◆ TO DO:
a) In the PMS article, how many women diagnosed with PMS were compared with matched women who didn't have it?
b) Reproduce the PMS article word for word from "Premenstrual syndrome (PMS)" to "reduce PMS symptoms.".

◆ QUOTED PASSAGE:
Amherst, US (pte030/15.06.2005/13:00) - A new US study has found that a calcium-rich diet and vitamin D could lower the risk of PMS.

Premenstrual syndrome (PMS) symptoms include depression, fatigue, cramping, breast tenderness, headaches and irritability - which potentially interferes with normal life and relationships.

Elizabeth Bertone-Johnson at the University of Massachusetts in Amherst, US http://www.umass.edu , led the study. Lives of women who suffer from PMS, she says, "are really being impaired for several days a month. It is a much more severe end of the spectrum than being cranky for a couple of days."

Susan Thys-Jacobs, at St. Luke's Roosevelt Hospital in New York, who led a previous study on PMS, found that taking 1000 milligrams of calcium supplements a day can significantly reduce PMS symptoms.

Bertone-Johnson and her colleagues surveyed data from the more than 116,000 women registered in the Nurses Health Study II http://www.channing.harvard.edu/nhs/history/index.shtml , a major ongoing study. They compared 1057 women who were diagnosed with PMS with 1968 matched women who didn't suffer from it. Data regarding the presence and severity of 26 PMS symptoms and the intake of 131 food products were collected and compared.

◆ INFORMATION PROVIDED:
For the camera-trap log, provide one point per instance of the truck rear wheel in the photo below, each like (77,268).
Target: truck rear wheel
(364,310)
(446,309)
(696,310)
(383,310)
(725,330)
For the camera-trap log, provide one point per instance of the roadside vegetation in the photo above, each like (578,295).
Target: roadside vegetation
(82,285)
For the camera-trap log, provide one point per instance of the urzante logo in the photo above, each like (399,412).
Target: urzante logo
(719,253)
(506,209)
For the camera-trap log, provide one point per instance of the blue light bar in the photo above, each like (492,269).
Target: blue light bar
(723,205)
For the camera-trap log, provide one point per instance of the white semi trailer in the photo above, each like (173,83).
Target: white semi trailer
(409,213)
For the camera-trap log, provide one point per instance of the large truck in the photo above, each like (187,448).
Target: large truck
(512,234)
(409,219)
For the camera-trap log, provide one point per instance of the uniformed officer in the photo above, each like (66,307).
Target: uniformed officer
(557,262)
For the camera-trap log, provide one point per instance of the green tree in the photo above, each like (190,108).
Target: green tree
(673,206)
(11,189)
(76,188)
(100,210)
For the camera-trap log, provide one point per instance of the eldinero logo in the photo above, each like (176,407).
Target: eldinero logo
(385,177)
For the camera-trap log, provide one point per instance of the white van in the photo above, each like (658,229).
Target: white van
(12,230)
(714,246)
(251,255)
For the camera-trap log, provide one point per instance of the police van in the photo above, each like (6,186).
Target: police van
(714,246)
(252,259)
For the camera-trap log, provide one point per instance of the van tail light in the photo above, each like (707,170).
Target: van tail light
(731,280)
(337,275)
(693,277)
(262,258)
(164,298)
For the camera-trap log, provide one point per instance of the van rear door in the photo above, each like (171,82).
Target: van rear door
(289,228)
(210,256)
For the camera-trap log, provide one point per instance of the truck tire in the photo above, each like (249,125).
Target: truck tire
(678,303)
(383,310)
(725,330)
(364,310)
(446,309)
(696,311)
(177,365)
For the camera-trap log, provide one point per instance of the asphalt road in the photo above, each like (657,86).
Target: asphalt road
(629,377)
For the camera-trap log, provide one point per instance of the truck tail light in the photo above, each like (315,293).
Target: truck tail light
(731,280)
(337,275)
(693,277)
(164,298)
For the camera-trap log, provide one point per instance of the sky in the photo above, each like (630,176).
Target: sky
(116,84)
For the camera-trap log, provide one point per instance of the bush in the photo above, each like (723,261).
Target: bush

◆ SOLVED PROBLEMS:
a) 1057 women

b)
Premenstrual syndrome (PMS) symptoms include depression, fatigue, cramping, breast tenderness, headaches and irritability - which potentially interferes with normal life and relationships.

Elizabeth Bertone-Johnson at the University of Massachusetts in Amherst, US http://www.umass.edu , led the study. Lives of women who suffer from PMS, she says, "are really being impaired for several days a month. It is a much more severe end of the spectrum than being cranky for a couple of days."

Susan Thys-Jacobs, at St. Luke's Roosevelt Hospital in New York, who led a previous study on PMS, found that taking 1000 milligrams of calcium supplements a day can significantly reduce PMS symptoms.